*EXTRACTED MATERIAL*:
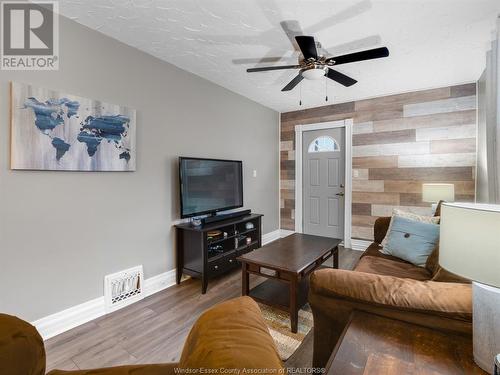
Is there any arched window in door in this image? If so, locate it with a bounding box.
[307,135,340,153]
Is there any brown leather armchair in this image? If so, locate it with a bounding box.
[0,297,283,375]
[309,213,472,367]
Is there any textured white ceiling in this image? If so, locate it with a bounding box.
[56,0,500,112]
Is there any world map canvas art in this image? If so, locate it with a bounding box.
[11,82,136,171]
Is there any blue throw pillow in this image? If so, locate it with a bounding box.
[382,216,439,267]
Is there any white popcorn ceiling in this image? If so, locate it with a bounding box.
[60,0,500,112]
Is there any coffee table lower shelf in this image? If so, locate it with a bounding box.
[248,277,309,311]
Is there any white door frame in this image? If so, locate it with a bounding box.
[295,118,353,248]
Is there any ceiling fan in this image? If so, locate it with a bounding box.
[247,35,389,91]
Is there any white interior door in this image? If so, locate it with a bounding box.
[302,128,345,239]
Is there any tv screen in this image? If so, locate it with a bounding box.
[179,158,243,218]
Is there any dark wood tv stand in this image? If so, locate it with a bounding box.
[175,214,263,294]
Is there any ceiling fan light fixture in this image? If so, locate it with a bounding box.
[301,66,326,80]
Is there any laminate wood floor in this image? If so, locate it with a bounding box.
[45,248,361,371]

*SET PROBLEM*: Can you repeat the lines starting with the line with "Is there any tv" and going on through the last line, renaming "laminate wood floor" to "vinyl plank floor" and leaving everything else unchanged?

*RESPONSE*:
Is there any tv screen in this image? If so, locate it with a bounding box.
[179,158,243,218]
Is there any dark wood tv stand in this image? If so, locate it with a bounding box.
[175,214,263,294]
Is there any ceiling fan light fixture in this image? If so, locate it with a bounding box.
[301,66,326,80]
Is there any vinyl plank floor in this image? If so, locate it with a bounding box.
[45,248,361,371]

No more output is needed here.